## [Document text]
☆ ☆ ☆ ☆ ☆ ☆ ☆

Wednesday 18 February 2015

The Absence of Conservatism

Carl Packman writes:

To echo Professor Jay Rosen at New York University, the resignation of Peter Oborne from The Telegraph is ‘one of the most important things a journalist has written about journalism lately’.

The fact that the paper, or so Oborne accuses, could no longer decouple its advertising arm with its news content wing is itself huge news – something that should make us worry about journalistic standards more broadly.

The clickbait culture of such stories like the women with three breasts, which lo and behold was not true, along with the absence of big stories like Tesco false accounting, and even bigger ones on HSBC that Oborne himself worked on and was forced to send his research elsewhere, together spelled doom for the kind of independence that The Telegraph was typically noted for.

It would be too easy to say that The Telegraph is just a hymn sheet for whatever the Conservative party says at any given time (hence being dubbed the Torygraph).

After all it has given its support to the party through thick and thin, in times when the party has managed to capture the nation’s heart (somehow), and even when support slumped and other newspapers and their owners were throwing their weight behind Tony Blair.

But the paper was a lot more than that. It challenged the Conservative party from a small ‘c’ conservative position wherever it could.

The Telegraph has never been afraid to attack David Cameron from the right, for example, and it’s no surprise that Cameron in his early days as leader of opposition, and then PM, that he looked for allies in liberal Guardian-reading Tories, rather than the high Tories and villa Tories among The Telegraph’s readership.

☆ ☆ ☆ ☆ ☆ ☆ ☆

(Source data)

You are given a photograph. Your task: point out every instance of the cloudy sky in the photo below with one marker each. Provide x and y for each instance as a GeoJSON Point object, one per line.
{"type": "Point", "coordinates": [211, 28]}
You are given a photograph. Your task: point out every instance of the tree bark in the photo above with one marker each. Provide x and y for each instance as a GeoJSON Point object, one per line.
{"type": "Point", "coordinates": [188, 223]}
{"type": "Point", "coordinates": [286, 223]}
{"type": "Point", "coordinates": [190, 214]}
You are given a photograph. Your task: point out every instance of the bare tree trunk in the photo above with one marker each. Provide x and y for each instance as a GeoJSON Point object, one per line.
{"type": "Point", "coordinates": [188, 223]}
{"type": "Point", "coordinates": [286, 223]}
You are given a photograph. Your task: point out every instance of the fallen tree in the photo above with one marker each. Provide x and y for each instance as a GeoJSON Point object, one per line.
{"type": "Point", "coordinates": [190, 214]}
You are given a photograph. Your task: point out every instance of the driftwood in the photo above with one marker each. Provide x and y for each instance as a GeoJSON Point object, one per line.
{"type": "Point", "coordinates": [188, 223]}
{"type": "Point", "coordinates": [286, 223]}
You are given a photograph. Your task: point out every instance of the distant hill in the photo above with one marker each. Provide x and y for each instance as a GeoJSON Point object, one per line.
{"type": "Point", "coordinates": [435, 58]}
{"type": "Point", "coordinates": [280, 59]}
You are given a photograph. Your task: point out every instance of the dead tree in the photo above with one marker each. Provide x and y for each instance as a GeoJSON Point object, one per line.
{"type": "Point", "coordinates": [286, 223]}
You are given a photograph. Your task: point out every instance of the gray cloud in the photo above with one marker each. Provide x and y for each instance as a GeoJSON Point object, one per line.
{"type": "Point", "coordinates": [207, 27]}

☆ ☆ ☆ ☆ ☆ ☆ ☆

## [Task requirements]
1 > What nickname does the article about Oborne's resignation say The Telegraph has been given?
2 > Repeat the article about Oborne's resignation word for word from "The Telegraph has never" to "The Telegraph’s readership.".
3 > Proceed with the article about Oborne's resignation, picking up after its last sentence.
The items are separate material, apart from the article about Oborne's resignation.

## [Task results]
1 > The Torygraph.

2 >
The Telegraph has never been afraid to attack David Cameron from the right, for example, and it’s no surprise that Cameron in his early days as leader of opposition, and then PM, that he looked for allies in liberal Guardian-reading Tories, rather than the high Tories and villa Tories among The Telegraph’s readership.

3 >
Though it doesn’t directly affect me, for example, a left winger and Labour supporter, I have always worried about what would happen in the absence of conservativism on two fronts: the drift of working class conservatism into other political expressions, namely with Ukip; and the further empowerment of neoliberalism.

As Phil Burton-Cartledge said in a blog post last night, the undoings of The Telegraph, with its high profile resignations and messy affairs with editors (with a lot of sub-editors cleared out of the newspaper’s towers), sort of resembles a crisis in conservatism more broadly.

But with the view now, certified by Oborne in his resignation letter, that The Telegraph has lost its way – maybe indefinitely – another intellectual crisis of conservatism is forthcoming.

After all, where now will independent-minded conservatives, who don’t simply regurgitate the party line at CCHQ, look to for their daily news feed?

Sure ConservativeHome is very good, but it doesn’t have the reach. Tim Montgomerie speaks his mind, but perhaps he is still too much like ‘think-tank’ material. Philip Blond? Well, the same problem again.

The next election, whether we like it or not, will rest a great deal on arguments around what it means to be centre-right and fiscally responsible, particularly in regards to carving out a dividing line between the Conservatives and Ukip.

Depending where in the country you are, Ukip will try to be the political chameleon, changing its colours where it suits them.

But the real battleground is capturing real right-wing politics from that shadly liberal David Cameron.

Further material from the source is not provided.